TASK OBJECTIVE:
Copy the listing below, replacing every "one point per instance" with "one point for each instance" and leaving everything else unchanged. Omit the pictures from your copy.

RECORDED DATA:
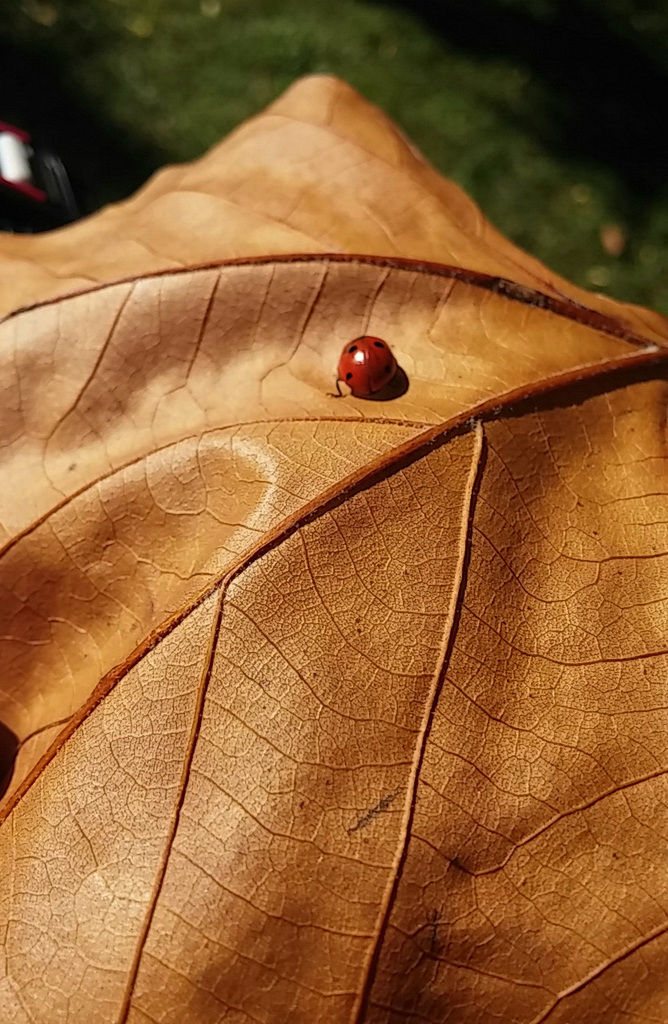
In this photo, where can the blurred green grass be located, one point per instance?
(547, 112)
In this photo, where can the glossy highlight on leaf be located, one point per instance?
(319, 710)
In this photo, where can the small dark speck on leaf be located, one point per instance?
(377, 809)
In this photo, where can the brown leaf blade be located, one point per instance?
(327, 710)
(535, 881)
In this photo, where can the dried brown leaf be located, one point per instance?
(328, 710)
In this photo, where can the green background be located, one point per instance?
(549, 113)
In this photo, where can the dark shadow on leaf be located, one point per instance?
(8, 749)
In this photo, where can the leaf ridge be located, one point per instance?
(188, 762)
(474, 476)
(561, 306)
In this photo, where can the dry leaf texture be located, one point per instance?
(328, 710)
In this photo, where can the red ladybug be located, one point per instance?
(367, 365)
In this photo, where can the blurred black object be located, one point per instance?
(35, 192)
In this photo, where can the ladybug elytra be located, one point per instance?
(367, 365)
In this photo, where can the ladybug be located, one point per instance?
(367, 365)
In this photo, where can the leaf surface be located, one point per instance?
(328, 710)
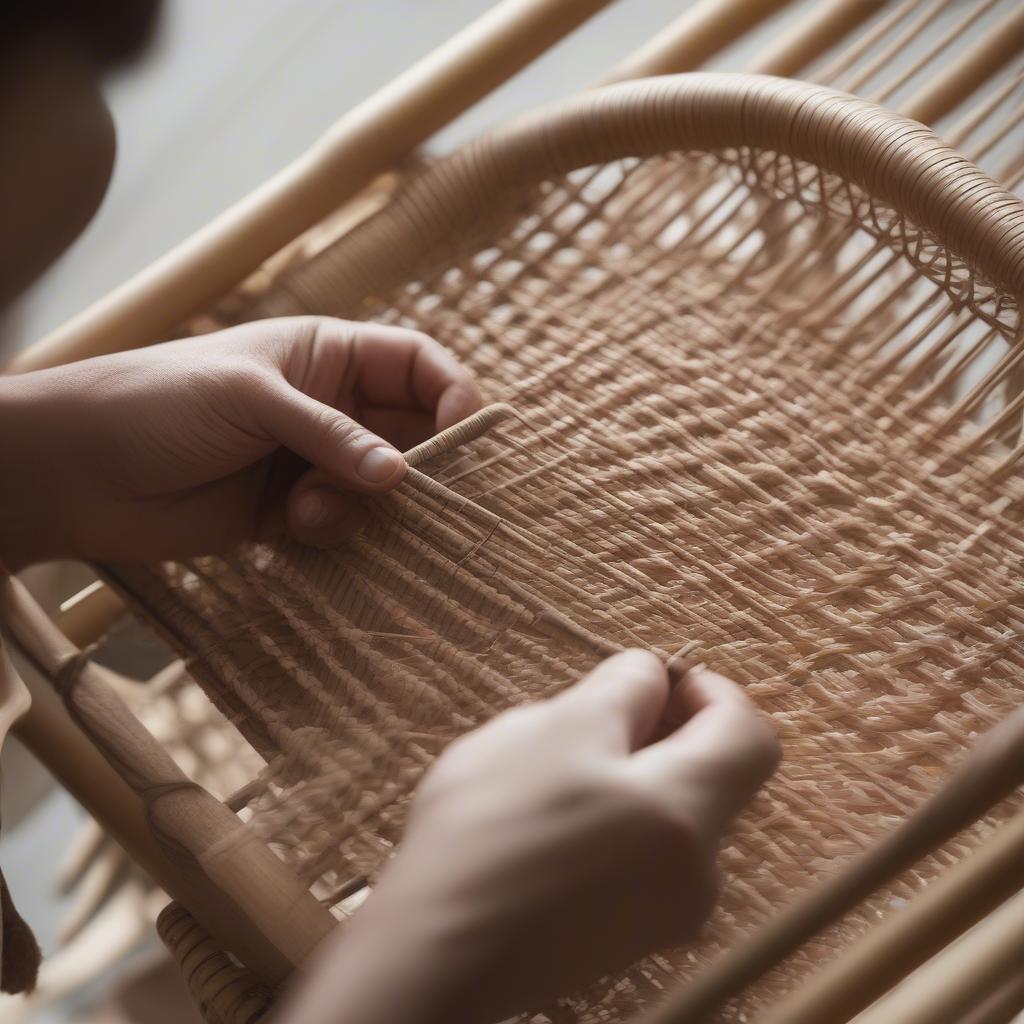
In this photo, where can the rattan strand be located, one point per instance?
(764, 345)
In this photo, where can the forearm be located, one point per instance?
(385, 968)
(29, 501)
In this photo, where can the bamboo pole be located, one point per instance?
(912, 935)
(90, 613)
(1003, 1007)
(697, 34)
(372, 138)
(993, 768)
(827, 25)
(193, 845)
(1001, 43)
(961, 978)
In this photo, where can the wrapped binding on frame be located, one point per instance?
(762, 345)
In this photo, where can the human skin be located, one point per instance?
(556, 844)
(192, 446)
(559, 842)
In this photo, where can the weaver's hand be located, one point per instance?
(193, 445)
(558, 843)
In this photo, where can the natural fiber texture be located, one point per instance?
(762, 347)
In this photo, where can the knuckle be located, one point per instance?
(339, 430)
(760, 743)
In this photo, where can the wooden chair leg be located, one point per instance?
(197, 848)
(224, 992)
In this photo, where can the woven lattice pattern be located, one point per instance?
(759, 419)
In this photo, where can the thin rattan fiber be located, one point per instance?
(758, 349)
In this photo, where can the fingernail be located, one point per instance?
(312, 511)
(379, 465)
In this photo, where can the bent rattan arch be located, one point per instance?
(763, 346)
(893, 159)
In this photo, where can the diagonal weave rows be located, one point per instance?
(761, 420)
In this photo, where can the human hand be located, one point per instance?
(193, 445)
(560, 842)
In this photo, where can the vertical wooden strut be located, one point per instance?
(197, 849)
(909, 936)
(1001, 43)
(370, 139)
(827, 25)
(960, 978)
(699, 33)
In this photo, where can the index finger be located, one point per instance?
(403, 369)
(714, 763)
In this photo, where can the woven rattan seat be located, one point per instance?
(757, 346)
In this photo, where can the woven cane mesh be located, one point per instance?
(757, 412)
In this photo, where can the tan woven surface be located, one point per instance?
(763, 346)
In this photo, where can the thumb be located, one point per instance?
(351, 456)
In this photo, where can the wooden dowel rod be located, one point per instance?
(699, 33)
(912, 935)
(825, 26)
(374, 137)
(1003, 1007)
(962, 977)
(993, 768)
(206, 858)
(1000, 44)
(88, 615)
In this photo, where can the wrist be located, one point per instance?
(28, 530)
(392, 964)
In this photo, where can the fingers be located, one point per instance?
(349, 454)
(318, 514)
(622, 699)
(400, 369)
(712, 766)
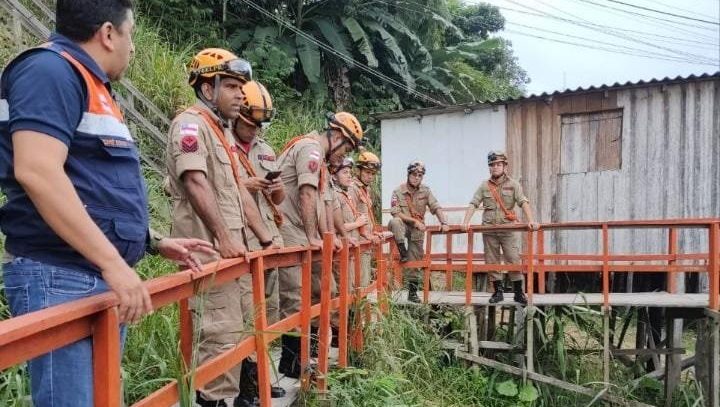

RESPONSE:
In this photo, where can the blurred green grass be located, one point for each instance?
(547, 112)
In this photo, where can the glossy highlight on leaf be located, one point for each instance?
(319, 710)
In this photo, where can the small dark speck on leaf be located, one point for each instance?
(377, 809)
In this photo, where can the brown leaf blade be located, one point for each instance?
(327, 710)
(535, 881)
In this photo, where can the dried brown leaf be located, one point for each instance?
(328, 710)
In this photo, where can the green background be located, one point for each instance?
(549, 113)
In this photo, where can the dark shadow on leaf be located, one point for each instance?
(8, 749)
In this photo, where can the leaf ridge be located, one point for each instance?
(188, 762)
(474, 476)
(561, 306)
In this photo, where can the dry leaf texture be located, one point for each instance?
(328, 710)
In this photo, where can the red ladybug be located, one point for each instance?
(367, 365)
In this photo, where can the blurred black object be located, one point for each instance?
(35, 192)
In this photo, where can the ladybug elytra be located, one point for each instance?
(367, 365)
In this photo, where can the ladybug be located, one point for each instance?
(367, 365)
In this photo, where can the leaf surface be located, one point for each instance?
(328, 710)
In this photo, where can the rattan strand be located, one point for each instance?
(764, 345)
In this photo, where can the forearm be located, one point for each instance?
(385, 968)
(29, 501)
In this photo, where can the bamboo pole be located, one point for each instance?
(912, 935)
(90, 613)
(1003, 1007)
(697, 34)
(372, 138)
(993, 768)
(827, 25)
(193, 845)
(1001, 43)
(961, 978)
In this photo, where can the wrapped binding on frame be located, one point for each instance?
(762, 345)
In this photo, where can the human skin be located, one point for each instance?
(556, 844)
(192, 446)
(559, 842)
In this photo, where can the weaver's hand be located, one point for each instance?
(193, 445)
(558, 843)
In this photo, where can the natural fiber texture be located, one point for each instance?
(762, 347)
In this photo, where can the knuckle be located, one point for each instance?
(339, 430)
(760, 743)
In this photo, where can the wooden chair leg be located, one point for each instance?
(197, 848)
(224, 992)
In this photo, where can the woven lattice pattern be located, one point for each instance?
(759, 419)
In this photo, where can the thin rattan fiber be located, one point for each instance?
(758, 349)
In this photo, where can the fingernail be located, one point for each instance?
(312, 511)
(379, 465)
In this photo, where can the bent rattan arch be located, one point for each instance?
(763, 346)
(893, 159)
In this photo, where can the diagonal weave rows be located, one point for each instance?
(761, 420)
In this photo, where can the human hand be located, one point for each instance?
(193, 445)
(560, 842)
In this photo, where can the vertical wooden strut be located, one point for each instance?
(197, 849)
(909, 936)
(1001, 43)
(370, 139)
(827, 25)
(960, 978)
(699, 33)
In this photo, where can the index finger be located, one point for each instance?
(403, 369)
(714, 763)
In this photo, where can the woven rattan seat be located, one point for each instance?
(757, 346)
In this photo, where can the woven cane mesh be located, one point for each instance?
(757, 412)
In this photo, where can the tan woven surface be located, one point for each instance?
(763, 346)
In this photo, where can the thumb be located, one point for each instance?
(351, 456)
In this photo, where can the wooden dowel rod be located, one point for each instance?
(699, 33)
(912, 935)
(825, 26)
(374, 137)
(1003, 1007)
(962, 977)
(993, 768)
(206, 858)
(1000, 44)
(88, 615)
In this photo, where can the wrist be located, one point for each instance?
(28, 530)
(392, 964)
In this photo, where can the fingers be located, one point for each instance?
(349, 454)
(318, 514)
(622, 699)
(400, 369)
(712, 766)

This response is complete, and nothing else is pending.